[[ SOURCE DATA, beginning ]]
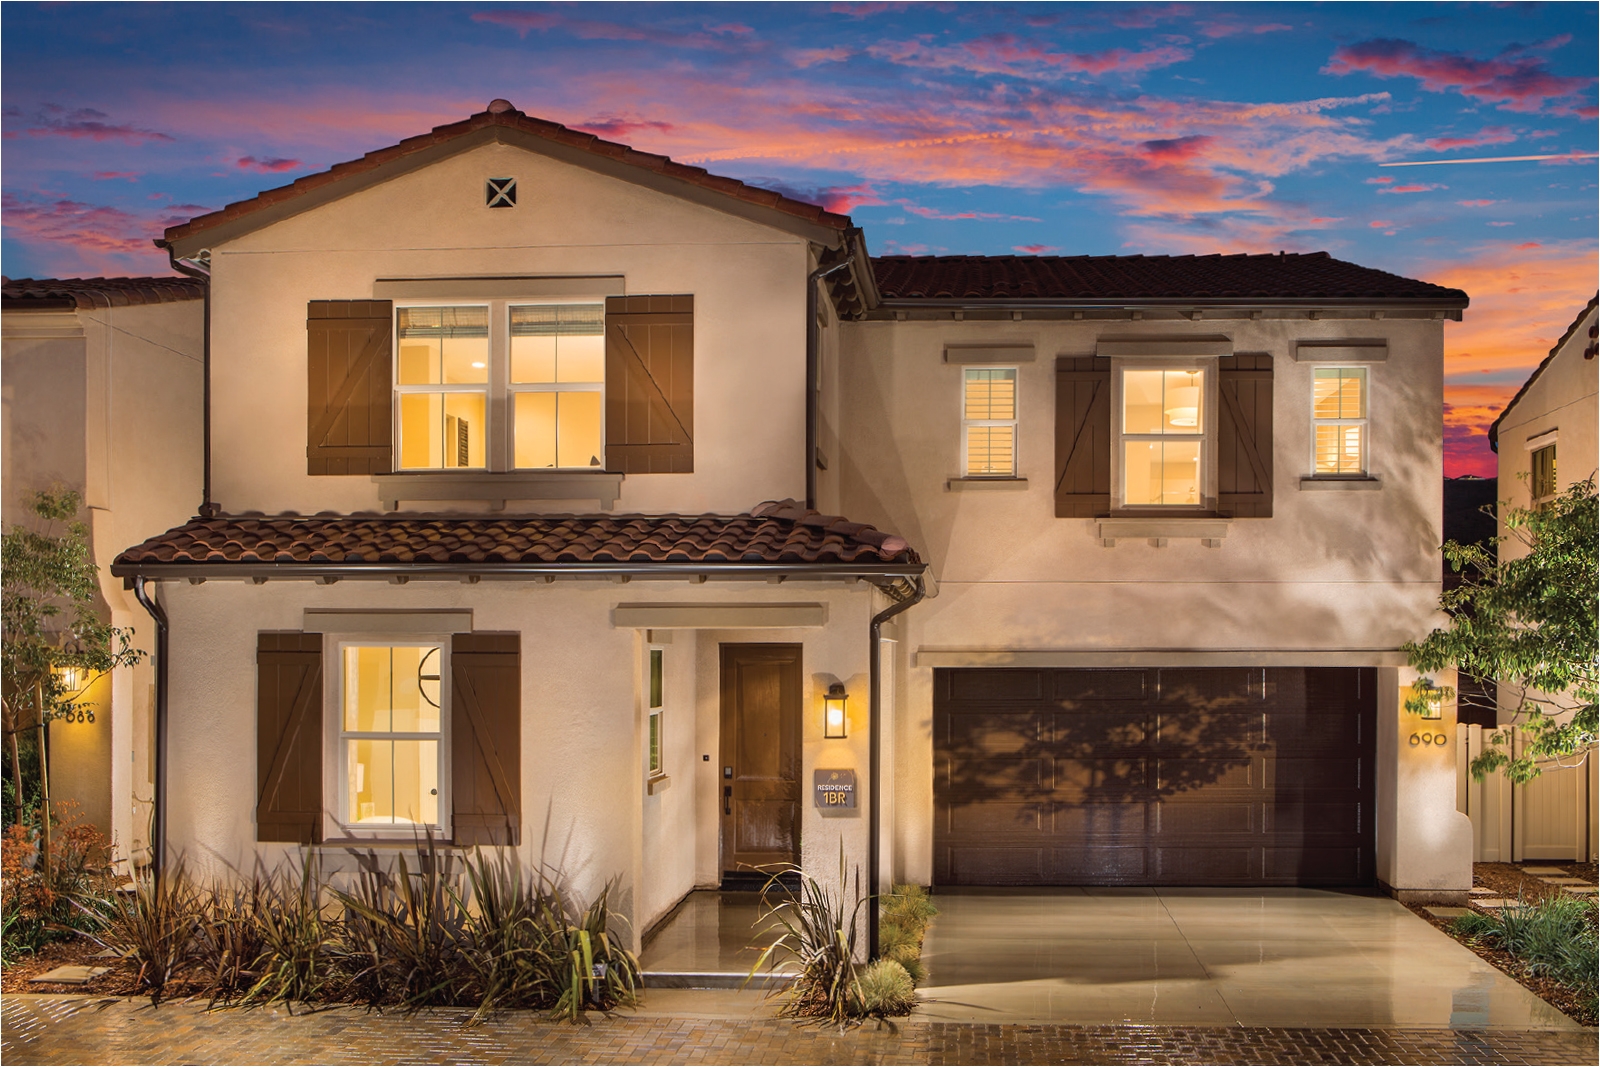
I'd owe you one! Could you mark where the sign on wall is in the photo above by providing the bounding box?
[814,768,857,809]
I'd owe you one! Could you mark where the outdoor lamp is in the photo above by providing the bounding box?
[55,665,87,693]
[1420,692,1444,720]
[823,683,848,739]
[[ SOURCE DATA, end ]]
- _PROBLEM DETAILS_
Output all the data above verbatim, leaving out images.

- _FINISHED EXERCISE_
I'd owe you one! Could you mark where the sign on wall is in the photo above by providing the bounding box?
[814,768,857,809]
I'd owe you one! Could you mark where the outdoor lamp is in the photo above by providing the bounding box?
[55,665,87,693]
[1420,692,1444,720]
[823,683,848,739]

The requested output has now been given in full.